● Challenge
Find the line containing "Target: shadow on ground". Retype it and every later line of the records exactly, leaving out pictures.

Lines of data
==*==
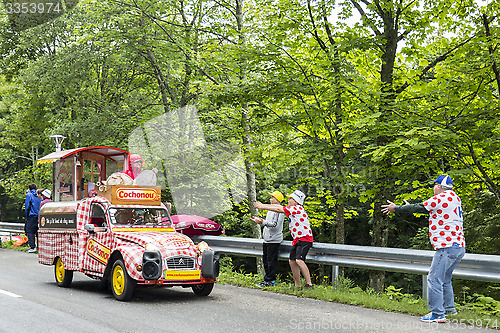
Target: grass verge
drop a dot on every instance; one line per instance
(344, 292)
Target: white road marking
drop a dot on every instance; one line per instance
(9, 293)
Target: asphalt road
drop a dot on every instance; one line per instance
(30, 301)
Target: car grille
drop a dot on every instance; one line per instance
(180, 262)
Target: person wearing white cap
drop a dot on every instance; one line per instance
(45, 197)
(273, 235)
(301, 233)
(447, 238)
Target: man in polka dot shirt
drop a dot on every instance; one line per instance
(301, 233)
(447, 238)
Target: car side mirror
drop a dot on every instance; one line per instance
(90, 228)
(169, 207)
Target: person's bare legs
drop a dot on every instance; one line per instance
(305, 270)
(295, 272)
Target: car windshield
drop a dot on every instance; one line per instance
(139, 216)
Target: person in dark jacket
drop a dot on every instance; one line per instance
(31, 209)
(273, 235)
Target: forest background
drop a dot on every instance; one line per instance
(354, 102)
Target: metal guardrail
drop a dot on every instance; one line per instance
(11, 227)
(480, 267)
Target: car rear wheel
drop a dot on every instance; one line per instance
(203, 289)
(62, 275)
(122, 285)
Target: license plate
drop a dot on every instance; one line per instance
(182, 275)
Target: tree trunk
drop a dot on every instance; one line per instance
(245, 124)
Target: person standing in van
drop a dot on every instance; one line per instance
(31, 209)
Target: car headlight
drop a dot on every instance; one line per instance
(202, 246)
(151, 247)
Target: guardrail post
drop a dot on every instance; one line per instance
(425, 291)
(335, 274)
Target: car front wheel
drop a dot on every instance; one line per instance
(122, 285)
(63, 276)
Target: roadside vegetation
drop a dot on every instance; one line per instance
(474, 310)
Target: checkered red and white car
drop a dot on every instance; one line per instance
(122, 245)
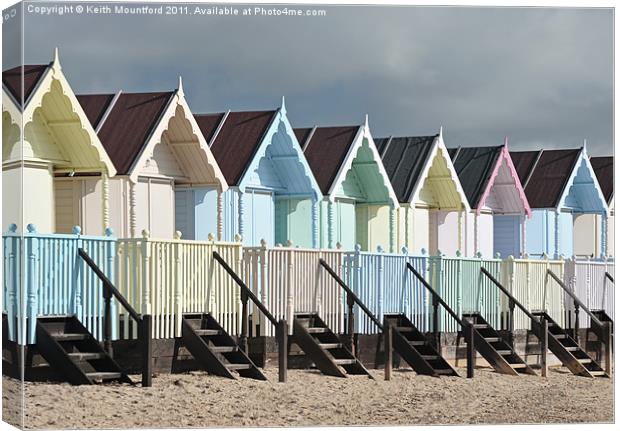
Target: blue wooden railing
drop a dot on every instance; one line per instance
(44, 276)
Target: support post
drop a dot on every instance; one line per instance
(471, 355)
(243, 337)
(282, 334)
(544, 345)
(351, 323)
(387, 339)
(147, 351)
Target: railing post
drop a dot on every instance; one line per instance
(608, 340)
(147, 350)
(243, 337)
(544, 345)
(471, 356)
(576, 329)
(351, 322)
(387, 340)
(282, 340)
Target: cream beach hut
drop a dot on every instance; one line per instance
(433, 205)
(359, 205)
(496, 223)
(157, 147)
(47, 141)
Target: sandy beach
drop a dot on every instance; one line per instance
(309, 398)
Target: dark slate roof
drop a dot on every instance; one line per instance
(474, 166)
(404, 159)
(549, 175)
(238, 140)
(12, 80)
(326, 152)
(604, 170)
(128, 126)
(208, 124)
(94, 106)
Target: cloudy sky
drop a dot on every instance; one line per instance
(541, 76)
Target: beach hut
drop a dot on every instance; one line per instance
(589, 227)
(433, 204)
(273, 195)
(157, 147)
(560, 186)
(497, 199)
(47, 142)
(359, 205)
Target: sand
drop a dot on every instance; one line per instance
(309, 398)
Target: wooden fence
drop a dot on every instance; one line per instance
(385, 285)
(290, 280)
(529, 283)
(586, 278)
(44, 276)
(166, 278)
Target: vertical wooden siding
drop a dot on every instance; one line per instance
(53, 280)
(170, 277)
(290, 280)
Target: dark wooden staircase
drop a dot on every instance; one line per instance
(214, 349)
(324, 348)
(72, 350)
(415, 349)
(494, 349)
(567, 350)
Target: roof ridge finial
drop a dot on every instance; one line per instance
(180, 90)
(56, 60)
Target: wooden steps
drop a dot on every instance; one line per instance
(494, 349)
(567, 350)
(324, 348)
(74, 353)
(214, 349)
(413, 347)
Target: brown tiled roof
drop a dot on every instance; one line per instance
(208, 124)
(12, 80)
(94, 106)
(604, 170)
(238, 141)
(326, 152)
(129, 124)
(549, 177)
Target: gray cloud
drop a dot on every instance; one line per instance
(541, 76)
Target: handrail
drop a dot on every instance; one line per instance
(107, 284)
(436, 295)
(245, 288)
(144, 321)
(575, 298)
(508, 294)
(350, 292)
(610, 277)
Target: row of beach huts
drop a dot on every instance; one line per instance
(136, 191)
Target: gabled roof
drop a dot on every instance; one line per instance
(604, 170)
(475, 165)
(545, 174)
(326, 151)
(237, 140)
(32, 75)
(128, 124)
(404, 159)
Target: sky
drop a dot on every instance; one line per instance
(541, 76)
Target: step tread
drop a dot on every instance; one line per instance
(238, 366)
(86, 356)
(65, 336)
(104, 375)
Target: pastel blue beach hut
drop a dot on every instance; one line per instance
(560, 186)
(273, 195)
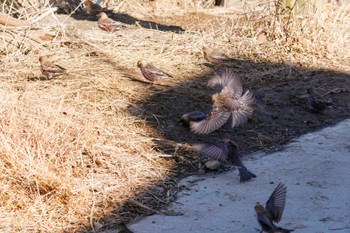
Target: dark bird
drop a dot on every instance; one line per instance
(273, 211)
(314, 102)
(215, 57)
(92, 8)
(122, 228)
(150, 72)
(229, 101)
(194, 116)
(225, 151)
(108, 24)
(50, 69)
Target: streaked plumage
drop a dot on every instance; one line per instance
(150, 72)
(50, 69)
(92, 8)
(108, 24)
(273, 211)
(225, 151)
(215, 57)
(229, 101)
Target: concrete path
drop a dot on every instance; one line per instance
(315, 168)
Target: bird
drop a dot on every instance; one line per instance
(229, 101)
(150, 72)
(108, 24)
(273, 211)
(122, 228)
(193, 116)
(225, 151)
(215, 57)
(314, 101)
(92, 8)
(50, 69)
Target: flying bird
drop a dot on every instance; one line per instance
(229, 101)
(273, 211)
(92, 8)
(150, 72)
(108, 24)
(215, 57)
(225, 151)
(50, 69)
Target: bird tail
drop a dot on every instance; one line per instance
(283, 230)
(245, 175)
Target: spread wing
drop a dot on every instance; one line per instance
(214, 121)
(217, 151)
(154, 71)
(277, 201)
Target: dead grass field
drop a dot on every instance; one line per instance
(99, 146)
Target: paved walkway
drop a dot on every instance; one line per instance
(315, 168)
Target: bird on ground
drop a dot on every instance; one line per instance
(194, 116)
(150, 72)
(314, 102)
(229, 101)
(225, 151)
(273, 211)
(108, 24)
(92, 8)
(215, 57)
(50, 69)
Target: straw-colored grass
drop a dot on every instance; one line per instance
(72, 155)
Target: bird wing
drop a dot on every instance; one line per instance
(151, 69)
(275, 204)
(225, 77)
(264, 222)
(217, 151)
(214, 121)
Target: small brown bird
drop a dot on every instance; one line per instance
(150, 72)
(108, 24)
(225, 151)
(229, 101)
(215, 57)
(273, 211)
(92, 8)
(49, 69)
(122, 228)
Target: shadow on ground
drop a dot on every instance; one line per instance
(128, 19)
(286, 117)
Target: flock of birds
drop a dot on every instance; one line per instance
(229, 101)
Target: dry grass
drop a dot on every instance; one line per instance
(72, 155)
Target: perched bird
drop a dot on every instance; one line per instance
(92, 8)
(215, 57)
(122, 228)
(49, 69)
(230, 101)
(225, 151)
(314, 101)
(150, 72)
(194, 116)
(273, 211)
(108, 24)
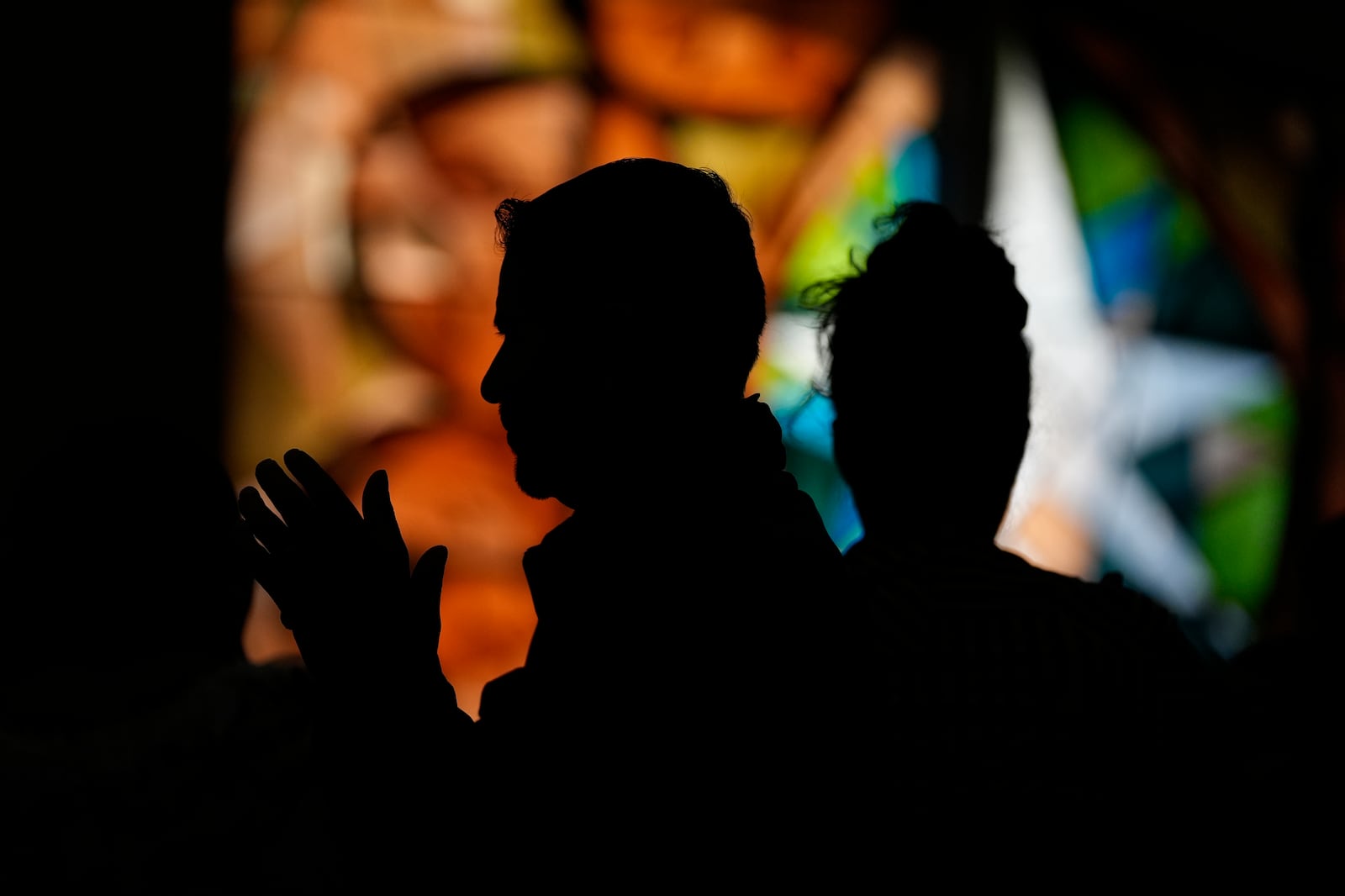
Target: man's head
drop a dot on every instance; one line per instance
(930, 376)
(627, 295)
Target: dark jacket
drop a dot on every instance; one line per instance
(1010, 685)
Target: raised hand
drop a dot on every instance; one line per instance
(343, 582)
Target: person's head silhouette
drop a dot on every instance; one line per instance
(625, 291)
(930, 377)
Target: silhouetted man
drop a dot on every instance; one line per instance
(693, 593)
(1010, 685)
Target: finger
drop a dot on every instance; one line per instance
(377, 505)
(266, 526)
(286, 494)
(428, 576)
(266, 572)
(324, 492)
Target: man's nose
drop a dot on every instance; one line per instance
(493, 382)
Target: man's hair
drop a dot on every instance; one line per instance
(651, 241)
(925, 345)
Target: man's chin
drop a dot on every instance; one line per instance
(533, 482)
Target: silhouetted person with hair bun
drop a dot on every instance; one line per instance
(1009, 685)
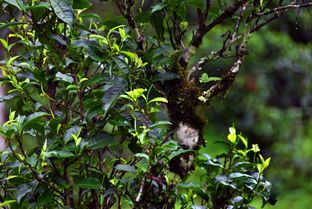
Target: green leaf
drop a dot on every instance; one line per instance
(33, 118)
(160, 123)
(81, 4)
(59, 154)
(4, 43)
(159, 99)
(112, 91)
(196, 3)
(167, 76)
(69, 132)
(143, 17)
(179, 152)
(7, 97)
(131, 55)
(159, 7)
(63, 11)
(17, 3)
(135, 93)
(38, 11)
(63, 77)
(5, 25)
(244, 140)
(127, 168)
(7, 202)
(157, 20)
(204, 78)
(100, 141)
(88, 183)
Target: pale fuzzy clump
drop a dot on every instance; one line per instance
==*==
● In response
Target: shadow on ground
drop a dot on every instance; one line per instance
(128, 19)
(286, 117)
Target: flock of birds
drop a dot on every instance; one line per instance
(229, 101)
Target: dry grass
drop a dot on every instance; one line per instance
(72, 155)
Target: perched bird
drop a dot on every instance; one line per instance
(92, 8)
(215, 57)
(122, 228)
(49, 69)
(230, 101)
(225, 151)
(314, 101)
(150, 72)
(194, 116)
(273, 211)
(108, 24)
Target: man's head
drop a dot on every instance; one line per instance
(930, 376)
(627, 295)
Target: dark jacket
drop a dot on every instance; one line per instance
(1010, 685)
Target: raised hand
drop a dot on every instance; one line per instance
(343, 582)
Target: person's head silhouette
drop a dot on every instance; one line per instance
(625, 291)
(930, 377)
Target: silhouetted man
drop a dot on every instance; one line per instance
(693, 593)
(1010, 685)
Target: finger
drop a dot on every instance; one line per instance
(377, 505)
(266, 526)
(286, 494)
(428, 576)
(266, 572)
(324, 492)
Target: man's nose
drop a dot on every instance; one line per instance
(493, 382)
Target: man's hair
drop a dot on every instance; one line per instance
(651, 241)
(925, 345)
Target: man's chin
drop a dot on every instance; one line per instance
(533, 482)
Target: silhouetted person with hair bun
drop a dot on every instance; one line per instance
(1009, 685)
Target: green leaf
drop a dot on every instance; one line per instance
(33, 118)
(160, 123)
(81, 4)
(59, 154)
(4, 43)
(159, 99)
(112, 91)
(196, 3)
(167, 76)
(69, 132)
(143, 17)
(179, 152)
(7, 97)
(131, 55)
(159, 7)
(63, 11)
(17, 3)
(135, 93)
(38, 11)
(63, 77)
(5, 25)
(244, 140)
(127, 168)
(7, 202)
(157, 20)
(204, 78)
(100, 141)
(88, 183)
Target: pale fuzzy clump
drop a dot on every instance; one line per instance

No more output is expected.